> **TASK**: Could you quote every item below word for word, leaving the pictures out?

> **DATA FOR THE TASK**:

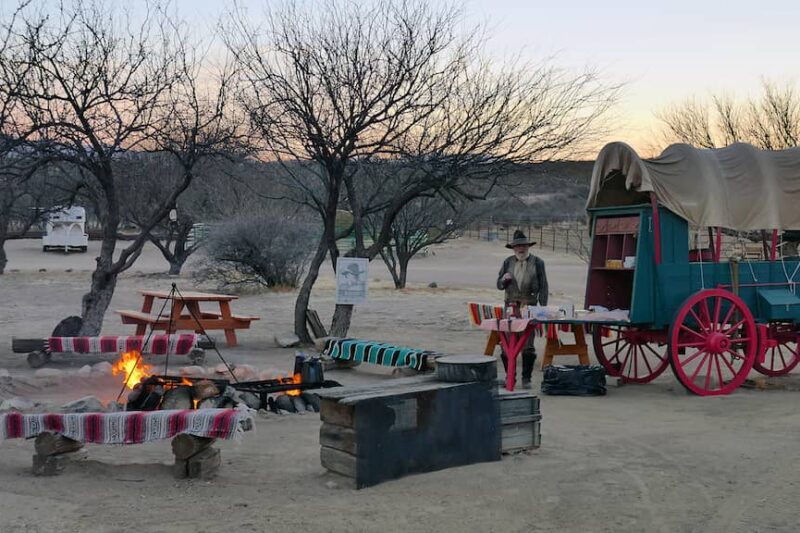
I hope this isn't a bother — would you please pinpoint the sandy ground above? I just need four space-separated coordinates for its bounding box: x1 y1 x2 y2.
0 240 800 533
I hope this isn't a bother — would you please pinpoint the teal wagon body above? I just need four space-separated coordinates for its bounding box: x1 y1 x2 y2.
584 143 800 395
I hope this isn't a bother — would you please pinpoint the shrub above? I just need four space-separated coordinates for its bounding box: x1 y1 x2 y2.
201 213 315 288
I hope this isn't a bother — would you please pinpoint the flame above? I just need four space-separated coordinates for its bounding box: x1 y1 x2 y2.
111 350 153 389
283 374 303 396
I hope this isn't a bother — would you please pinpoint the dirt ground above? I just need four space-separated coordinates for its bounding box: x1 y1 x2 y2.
0 240 800 533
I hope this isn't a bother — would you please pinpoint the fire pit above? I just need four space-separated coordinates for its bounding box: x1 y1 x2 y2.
112 351 341 413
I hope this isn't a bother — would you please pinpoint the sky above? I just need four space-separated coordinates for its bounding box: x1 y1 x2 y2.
170 0 800 155
6 0 800 155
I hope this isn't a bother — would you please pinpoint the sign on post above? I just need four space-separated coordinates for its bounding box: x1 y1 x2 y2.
336 257 369 305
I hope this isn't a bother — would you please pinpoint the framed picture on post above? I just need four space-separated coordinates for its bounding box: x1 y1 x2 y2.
336 257 369 305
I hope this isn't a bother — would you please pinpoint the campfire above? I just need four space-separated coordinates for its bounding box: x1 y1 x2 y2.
112 351 339 413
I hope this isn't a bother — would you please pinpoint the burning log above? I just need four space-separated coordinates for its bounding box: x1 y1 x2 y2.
193 379 219 401
161 386 194 409
300 392 319 413
275 394 297 413
291 396 306 413
125 376 164 411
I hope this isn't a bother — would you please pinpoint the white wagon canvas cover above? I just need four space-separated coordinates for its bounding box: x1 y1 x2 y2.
586 142 800 231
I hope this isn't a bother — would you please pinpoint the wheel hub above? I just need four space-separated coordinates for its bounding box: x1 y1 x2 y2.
705 332 731 354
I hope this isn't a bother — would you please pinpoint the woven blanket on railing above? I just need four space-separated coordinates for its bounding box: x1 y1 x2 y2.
0 409 252 444
47 333 199 355
322 339 439 370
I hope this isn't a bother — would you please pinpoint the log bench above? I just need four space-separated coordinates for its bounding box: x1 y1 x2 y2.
0 409 253 479
11 334 215 368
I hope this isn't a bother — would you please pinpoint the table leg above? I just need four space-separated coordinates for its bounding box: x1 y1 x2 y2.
219 301 237 347
142 294 156 313
572 324 589 366
167 299 184 335
498 328 533 391
483 331 500 356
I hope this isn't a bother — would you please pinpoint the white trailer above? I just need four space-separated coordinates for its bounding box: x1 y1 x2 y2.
42 206 89 252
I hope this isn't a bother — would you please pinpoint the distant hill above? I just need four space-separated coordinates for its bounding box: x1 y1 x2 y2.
482 161 594 223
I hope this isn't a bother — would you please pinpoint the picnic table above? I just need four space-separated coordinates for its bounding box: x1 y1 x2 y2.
117 290 259 346
478 318 589 391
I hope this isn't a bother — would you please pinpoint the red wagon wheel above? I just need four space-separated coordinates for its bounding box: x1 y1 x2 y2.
753 324 800 376
592 326 669 383
669 289 758 396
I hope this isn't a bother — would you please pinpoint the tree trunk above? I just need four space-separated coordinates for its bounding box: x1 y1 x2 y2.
0 218 8 275
169 258 186 276
294 235 328 344
0 239 8 276
81 223 119 336
81 265 117 336
331 304 353 337
395 257 410 289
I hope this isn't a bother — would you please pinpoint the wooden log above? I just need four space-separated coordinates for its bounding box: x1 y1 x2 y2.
172 433 216 460
319 446 357 478
34 432 83 457
319 423 358 455
33 453 72 476
319 398 355 427
436 355 497 383
28 350 50 368
161 386 193 410
186 448 222 479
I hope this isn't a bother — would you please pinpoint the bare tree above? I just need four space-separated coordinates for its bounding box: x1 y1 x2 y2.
657 81 800 150
365 185 488 289
6 1 238 334
227 1 615 341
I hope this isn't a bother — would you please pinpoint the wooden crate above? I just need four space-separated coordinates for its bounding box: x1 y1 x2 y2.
499 389 542 453
319 376 501 489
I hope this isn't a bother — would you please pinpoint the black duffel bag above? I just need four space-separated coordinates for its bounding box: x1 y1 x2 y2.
542 365 606 396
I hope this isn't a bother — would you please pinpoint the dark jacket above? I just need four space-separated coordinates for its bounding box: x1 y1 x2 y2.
497 254 549 305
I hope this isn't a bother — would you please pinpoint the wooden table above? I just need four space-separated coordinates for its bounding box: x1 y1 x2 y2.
117 290 259 346
479 318 589 391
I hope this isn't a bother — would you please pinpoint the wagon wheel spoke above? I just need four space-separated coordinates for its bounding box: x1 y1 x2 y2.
641 344 653 374
722 318 745 335
773 344 789 368
714 354 725 387
689 308 708 333
643 344 667 363
719 305 736 331
706 354 722 390
681 324 706 344
689 350 711 382
711 296 722 331
681 350 708 366
719 353 736 376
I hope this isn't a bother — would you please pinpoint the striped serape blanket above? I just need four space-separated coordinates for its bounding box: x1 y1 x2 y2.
0 409 252 444
322 339 439 370
47 333 199 355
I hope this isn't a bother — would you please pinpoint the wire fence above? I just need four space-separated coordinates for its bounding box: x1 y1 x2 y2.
463 222 591 262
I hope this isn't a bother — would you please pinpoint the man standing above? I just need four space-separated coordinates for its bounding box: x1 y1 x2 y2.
497 230 548 389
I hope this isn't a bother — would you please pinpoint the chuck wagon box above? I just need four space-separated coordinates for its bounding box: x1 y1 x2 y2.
585 143 800 395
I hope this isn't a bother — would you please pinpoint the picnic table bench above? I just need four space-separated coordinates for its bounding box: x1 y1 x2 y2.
116 290 259 346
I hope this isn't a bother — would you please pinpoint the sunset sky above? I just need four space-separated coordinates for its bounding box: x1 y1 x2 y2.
170 0 800 156
7 0 800 155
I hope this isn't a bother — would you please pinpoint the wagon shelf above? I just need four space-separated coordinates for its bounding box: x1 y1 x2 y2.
584 143 800 396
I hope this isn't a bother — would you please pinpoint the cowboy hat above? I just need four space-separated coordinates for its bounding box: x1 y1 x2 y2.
506 229 536 249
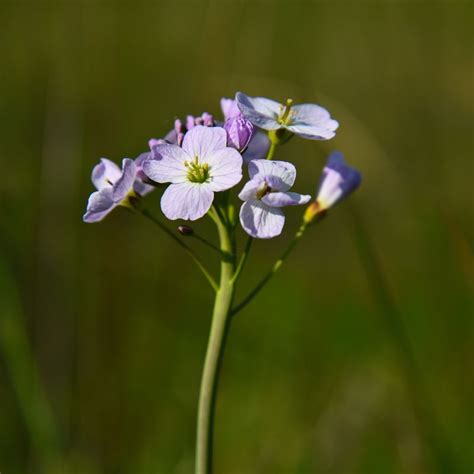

> **SOLUTION TO THE PROBLEM**:
I hope this isn't a bother — would you please pinpoint the sandy ground above? I just need four space-separated coordinates for its bounding box: x1 y1 x2 y2.
0 240 800 533
I hope this isn't a bother — would you please pinpoint the teal wagon body above? I just need four space-separated coordinates for its bounding box: x1 y1 x2 y2.
584 143 800 395
I hope this isn't a bother — would you please pinpoint the shrub above? I just need four space-separated coordinates for its bounding box: x1 y1 x2 y2.
201 213 315 288
I hope this isn't a bother — would you please pinpoint the flame above? I just need four space-separated coordinates for its bounding box: x1 y1 x2 y2.
111 350 153 389
283 374 303 396
I hope this isn't a bother — would you please pinpoint the dirt ground above? I just need four space-separated coordinates for its bounding box: x1 y1 x2 y2.
0 240 800 533
I hope this isn't a bother — would you please pinpoint the fire pit above? I just need four space-separated coordinates for its bounding box: x1 y1 x2 y2.
112 351 341 413
I hope this isn't a bother — would you please pinpoint the sky above? I just need four space-separated coordinates for its bounding box: x1 y1 x2 y2.
170 0 800 155
6 0 800 155
I hope this isn't a bother — would you please pinpoint the sign on post above? I just need four space-separated coordinates for its bounding box: x1 y1 x2 y2.
336 257 369 305
I hope this isn't a bother — would you please pinpoint the framed picture on post above? I just need four space-separated coordinates for its bounding box: x1 y1 x2 y2.
336 257 369 305
I hope this isn't a bother — would you please pinpoint the campfire above? I just need four space-separated coordinates for its bounding box: x1 y1 x2 y2.
112 351 339 413
I hope this isn't a bother — would you please pinpoint the burning log above? I just need four space-separated coordinates for its bounding box: x1 y1 x2 y2.
193 379 219 401
161 386 194 409
300 392 319 413
275 394 297 413
291 396 306 413
125 376 164 411
I hope this isn't a bother — would you please pinpoint the white wagon canvas cover above? I just need four space-separated coordinates for its bounding box: x1 y1 x2 y2.
586 142 800 231
I hope this isn't a bother — would you please pinpoint the wheel hub above? I just need four space-separated coordinates for its bounding box: x1 y1 x2 y2.
705 332 731 354
I hope this isn't a bother — would you please pinpoint the woven blanket on railing above? I just need four space-separated coordinates for its bounding box: x1 y1 x2 y2.
0 409 252 444
47 333 199 355
322 339 439 370
I hope this isn't a bother — would you please pinpoint the log bench above? I just need four space-separated coordinates for its bounding box: x1 y1 x2 y2.
0 409 253 479
11 334 215 368
I hope this isn't a bother — would you please pinpoint the table leg above? I just need four space-separated coordinates for its bounding box: x1 y1 x2 y2.
219 301 237 347
142 294 156 313
572 324 589 366
167 299 184 335
498 328 533 391
483 331 500 356
I hope this isn't a bother — would you please pinpoint the white trailer above? I just need four space-separated coordinates for its bounding box: x1 y1 x2 y2.
42 206 89 252
I hope this isn't a bother — would you please pinpoint the distant hill above? I just need four space-separated coordinates for its bounding box: x1 y1 x2 y2.
482 161 594 223
I hope this isn't a bother — would you please pinpoint the picnic table above? I just need four space-separated coordinates for its bounding box: x1 y1 x2 y2.
117 290 259 346
478 318 589 391
I hope this isn't a bother — would you please pinpoint the red wagon wheel above? I just need four space-separated coordinates for its bounding box: x1 y1 x2 y2.
753 324 800 376
592 326 669 383
669 289 758 396
I hope this isn't a bother — would you please pinpoint the tree trunk above? I just need four space-separated coordinates for its bounding box: x1 y1 x2 y2.
0 218 8 275
169 258 186 276
294 235 328 344
0 239 8 276
81 223 119 336
81 265 117 336
331 304 353 337
395 257 410 289
I hope this isn't a bother — would you please pinpoint the wooden log above? I just need four space-separated coordinates for its bounding box: x1 y1 x2 y2.
172 433 216 460
319 446 357 478
34 432 83 457
319 423 358 455
33 453 72 476
319 398 355 427
436 355 497 383
28 350 50 368
161 386 193 410
186 448 222 479
I hope this isn't a bother — would you please pinpoint the bare tree above? I just need four space-separated coordinates for its bounding box: x1 y1 x2 y2.
657 81 800 150
365 185 488 289
6 1 238 334
227 1 615 341
I hope this isn't a bother — would you please pinpoint the wooden crate above? I just need four space-separated coordinates for its bounding box: x1 y1 x2 y2.
499 389 542 453
319 376 501 489
I hope this isn't a bother — would you please pinpoint the black duffel bag above? I just need four space-separated coordinates for its bounding box: x1 y1 x2 y2.
542 365 606 396
I hope this isn't a bother — would you please pinpoint the dark jacket above? I just need four space-separated coordinates for its bounding box: x1 y1 x2 y2.
497 254 549 305
I hope this isn't a bother — would you please pinpoint the wooden table above? I just need four space-separated coordinates for its bounding box: x1 y1 x2 y2.
117 290 259 346
479 318 589 391
I hope this isn't a bother — would you please pinpoint the wagon wheel spoke above? I just need four space-separated coordinates for its bounding box: x1 y1 x2 y2.
641 344 653 374
722 318 745 335
773 344 789 368
714 354 725 387
689 308 708 333
643 344 667 363
719 305 736 331
706 354 722 390
681 324 706 344
689 350 711 382
711 296 722 331
681 350 708 366
719 353 736 376
I hope this isn't a bother — would you please pinpoint the striped serape blanket above? I just need four space-separated coordinates for its bounding box: x1 y1 x2 y2.
0 409 252 444
322 339 439 370
47 333 199 355
I hope this isn't a bother — would you please pinpoint the wire fence above? I just need four space-separated coordinates for its bounding box: x1 y1 x2 y2.
463 222 591 262
I hope this isn't a bother — would you please pinpoint the man standing above? I just need four space-separated coordinates for its bounding box: x1 y1 x2 y2.
497 230 548 389
I hope this isn't a bother — would you please pinpoint the chuck wagon box above? I just need four space-separated coordinates for its bounding box: x1 y1 x2 y2.
585 143 800 395
I hope this isn't a bother — would you please pinpoint the picnic table bench above? I just need four space-separated coordinates for its bounding box: x1 y1 x2 y2.
116 290 259 346
I hope this isn't a bother — would you please pinpoint the sunset sky above? I just need four space-separated coordinates for its bounding box: x1 y1 x2 y2.
170 0 800 156
7 0 800 155
I hope this isn't a bother — would you please pinpoint the wagon shelf above? I just need four space-separated coordinates for its bounding box: x1 y1 x2 y2.
584 143 800 396
I hope this isn't a bother — would you please pinpoint the cowboy hat above? I just need four space-separated coordinates for its bounding box: x1 y1 x2 y2.
506 229 536 249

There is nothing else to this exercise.